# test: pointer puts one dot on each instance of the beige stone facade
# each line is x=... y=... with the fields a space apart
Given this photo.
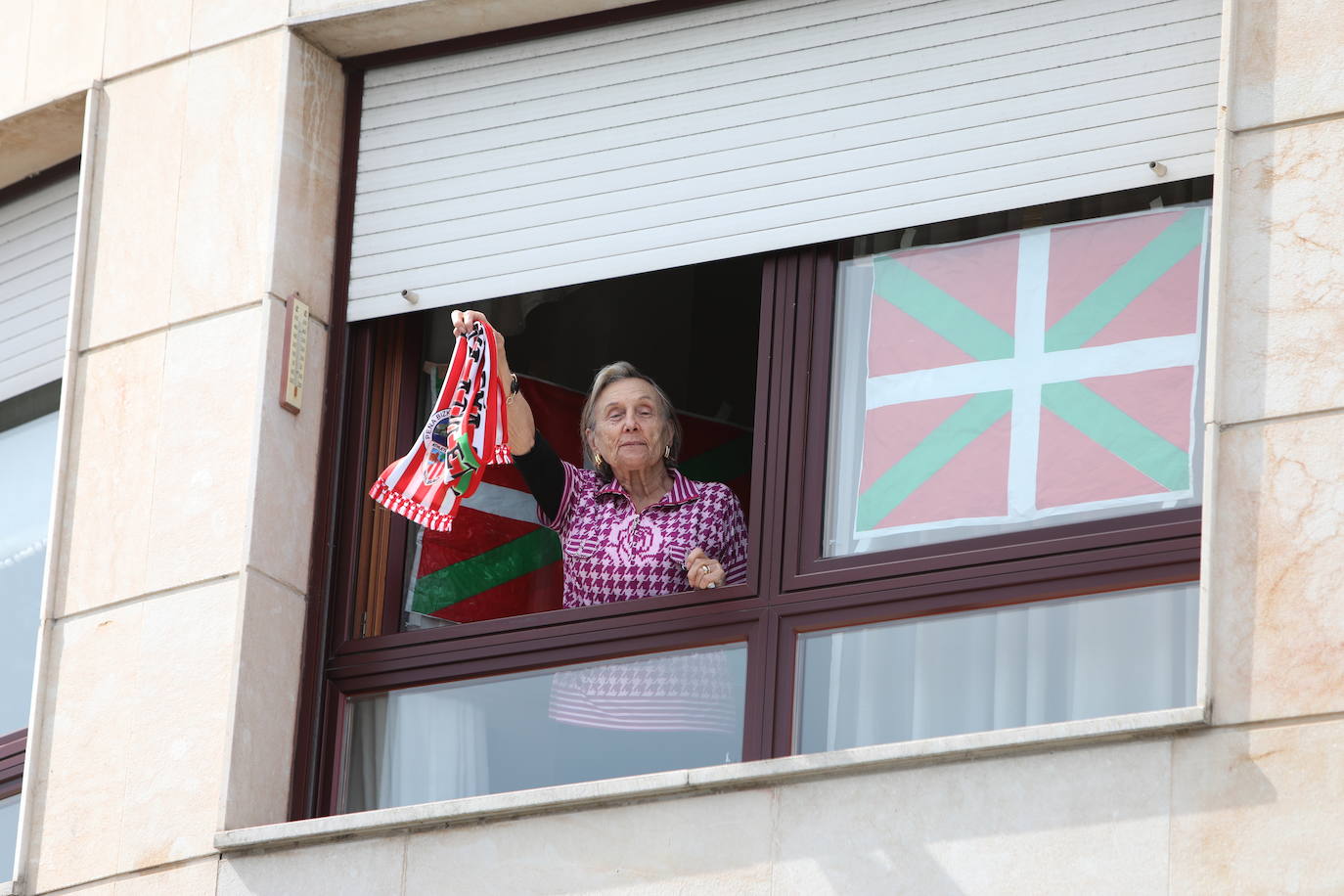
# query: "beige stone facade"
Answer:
x=169 y=659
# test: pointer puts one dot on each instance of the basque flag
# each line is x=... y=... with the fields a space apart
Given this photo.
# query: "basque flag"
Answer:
x=1034 y=374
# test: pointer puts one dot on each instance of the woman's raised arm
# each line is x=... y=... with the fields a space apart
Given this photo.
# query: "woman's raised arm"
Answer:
x=521 y=427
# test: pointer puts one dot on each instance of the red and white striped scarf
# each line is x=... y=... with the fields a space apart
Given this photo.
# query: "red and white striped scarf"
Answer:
x=470 y=424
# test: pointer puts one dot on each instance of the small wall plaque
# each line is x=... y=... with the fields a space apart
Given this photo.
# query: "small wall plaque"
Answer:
x=294 y=356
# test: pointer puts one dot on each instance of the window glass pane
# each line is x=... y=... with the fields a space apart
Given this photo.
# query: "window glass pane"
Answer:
x=1024 y=665
x=25 y=469
x=498 y=560
x=8 y=834
x=585 y=722
x=1027 y=379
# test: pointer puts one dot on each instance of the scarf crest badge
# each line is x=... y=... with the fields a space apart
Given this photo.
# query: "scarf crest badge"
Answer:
x=467 y=430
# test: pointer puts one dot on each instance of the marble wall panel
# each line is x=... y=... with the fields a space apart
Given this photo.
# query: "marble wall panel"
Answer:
x=1283 y=291
x=349 y=868
x=128 y=771
x=309 y=177
x=1276 y=615
x=75 y=812
x=183 y=670
x=14 y=57
x=1258 y=812
x=141 y=32
x=287 y=457
x=263 y=700
x=109 y=488
x=229 y=161
x=214 y=23
x=1091 y=820
x=133 y=204
x=39 y=139
x=717 y=844
x=65 y=49
x=191 y=878
x=1287 y=61
x=202 y=486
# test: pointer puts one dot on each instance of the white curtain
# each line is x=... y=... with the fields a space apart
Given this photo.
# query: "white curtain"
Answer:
x=1035 y=664
x=416 y=745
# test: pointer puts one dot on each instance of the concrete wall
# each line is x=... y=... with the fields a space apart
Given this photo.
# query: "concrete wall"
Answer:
x=167 y=698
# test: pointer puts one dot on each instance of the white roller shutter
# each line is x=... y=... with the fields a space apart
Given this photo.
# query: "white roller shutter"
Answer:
x=759 y=125
x=36 y=250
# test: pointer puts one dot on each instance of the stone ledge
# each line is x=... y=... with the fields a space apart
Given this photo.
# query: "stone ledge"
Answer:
x=703 y=781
---
■ **What to do**: Rewrite all of the material above, changing every "photo" to "image" and keeping everything else the same. Omit the pictures.

■ **Completed exercise**:
# test: pointer puts one dot on each instance of the beige stone facade
# each line is x=... y=... with the fields a space apart
Given this image.
# query: "beige stone facade"
Answer:
x=169 y=659
# test: pointer puts one dot on each instance of the basque flag
# each line is x=... y=... with the fields a space apart
Given this image.
# query: "basque flag"
Answer:
x=1034 y=374
# test: pointer puts one dot on each instance of the woman's raised arm
# each line is x=... y=... with the fields a space apart
Given this image.
# query: "woman's raised arm"
Answer:
x=521 y=427
# test: pointer puts one dot on each instance of the red and white striped scarf
# each line is x=... y=... with the fields a space apart
Given this image.
# query: "red and white striped scarf"
Answer:
x=470 y=424
# test: pointer puts one dot on each instance of the small wall plaque
# each line is x=... y=... with the fields a space apart
Given this image.
# query: "small wall plaque"
Answer:
x=294 y=356
# test: pointer puts one dot on each instance of the window glass pane
# each line is x=... y=... with the fields a space apart
Given this image.
# query: "window glass pane"
Answer:
x=1024 y=665
x=25 y=469
x=498 y=560
x=8 y=834
x=585 y=722
x=1027 y=379
# test: pointer puts one dot on each instance of the scarf crest badge
# each line is x=... y=... with the fields a space apart
Given this image.
# query: "scarf crest badge"
Answer:
x=467 y=430
# test: pointer puts one dot on each instance of the marble wall panel
# each line is x=... y=... with the fields a space apart
Given this image.
# query: "marble wall panel"
Answer:
x=1283 y=291
x=349 y=868
x=128 y=771
x=309 y=177
x=1276 y=615
x=75 y=812
x=183 y=670
x=14 y=57
x=1258 y=812
x=141 y=32
x=287 y=457
x=263 y=700
x=109 y=488
x=229 y=161
x=214 y=23
x=1091 y=820
x=133 y=204
x=39 y=139
x=717 y=844
x=65 y=49
x=191 y=878
x=1287 y=61
x=202 y=486
# test: pointer puts one dot on each instance of the white curtain
# each line is x=... y=... with the fields a space apart
Given this image.
# query: "white curtain"
Answer:
x=1035 y=664
x=416 y=745
# test: pointer puts one dot on each instance of the concrete wall
# each line is x=... y=... with the fields a space apart
Given this image.
# query: "concrete wall"
Answer:
x=167 y=698
# test: pointer puts one dot on each instance of the white roller shutter
# each line is x=... y=... with the fields a space apart
Given this image.
# query: "white roller shutter"
Answer:
x=759 y=125
x=36 y=250
# test: pointer puts one dot on each instance of the stone ledge
# each line is x=... y=... with the fields a space apart
Given this image.
# query: "stone ledge"
Answer:
x=703 y=781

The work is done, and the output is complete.